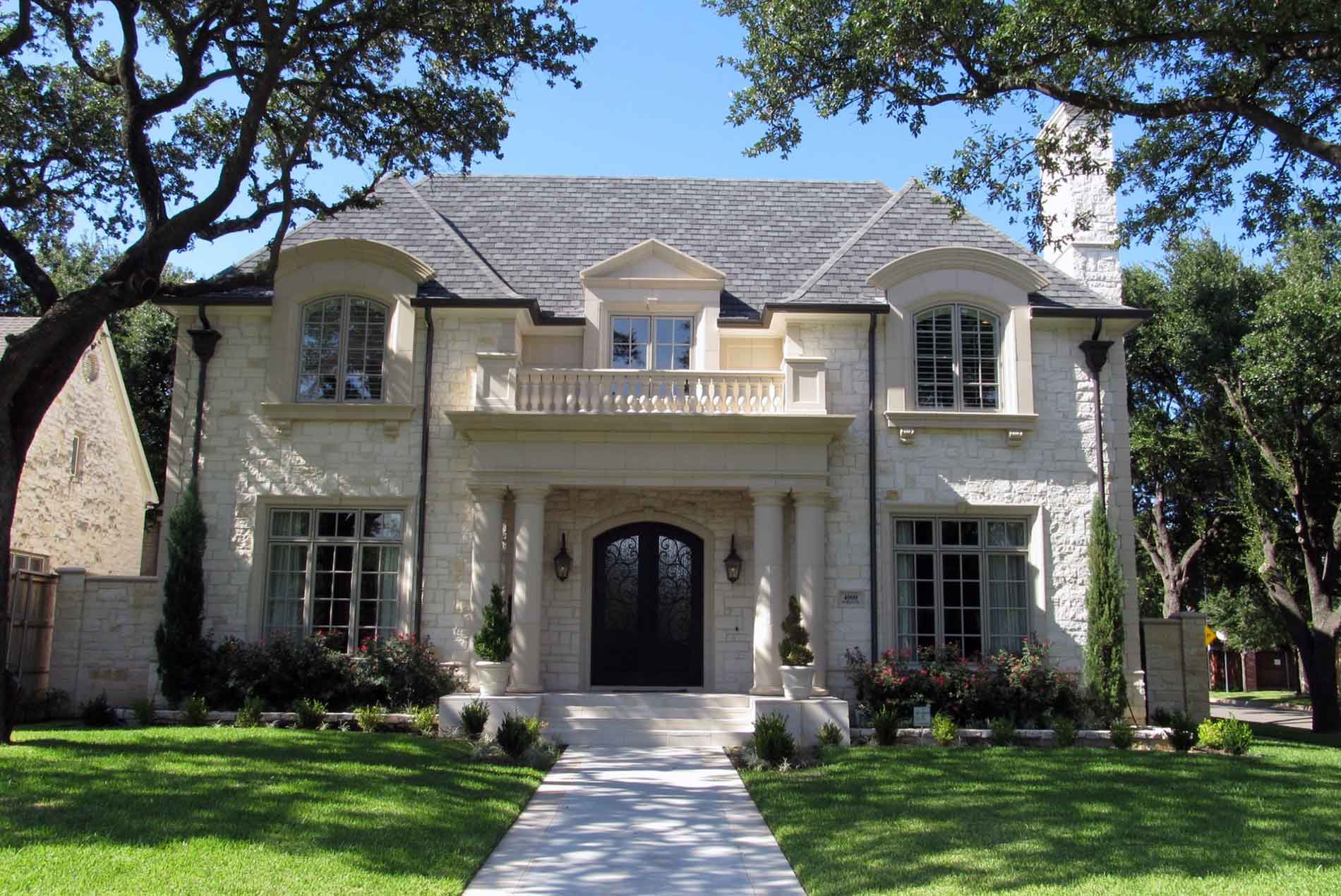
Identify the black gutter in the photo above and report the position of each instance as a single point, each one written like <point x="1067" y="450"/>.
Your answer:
<point x="1113" y="313"/>
<point x="420" y="535"/>
<point x="802" y="308"/>
<point x="871" y="478"/>
<point x="203" y="342"/>
<point x="1096" y="354"/>
<point x="524" y="305"/>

____

_Consigne_:
Mettez tous les enregistrements ci-dessus sous forme de CSV à deux colonnes, texte et réponse, avec une ligne par enregistrement, chaque champ entre guillemets et les sauts de ligne remplacés par des espaces. Laissez les images de côté.

_Résultat_:
texte,réponse
"Identify the black gutter in the photo above and report the position of each instance as a single point, each one written like <point x=""1067"" y=""450""/>. Your answer:","<point x=""1113"" y=""313""/> <point x=""420"" y=""535""/> <point x=""802"" y=""308""/> <point x=""871"" y=""478""/> <point x=""203"" y=""342""/> <point x=""1096"" y=""354""/> <point x=""524"" y=""305""/>"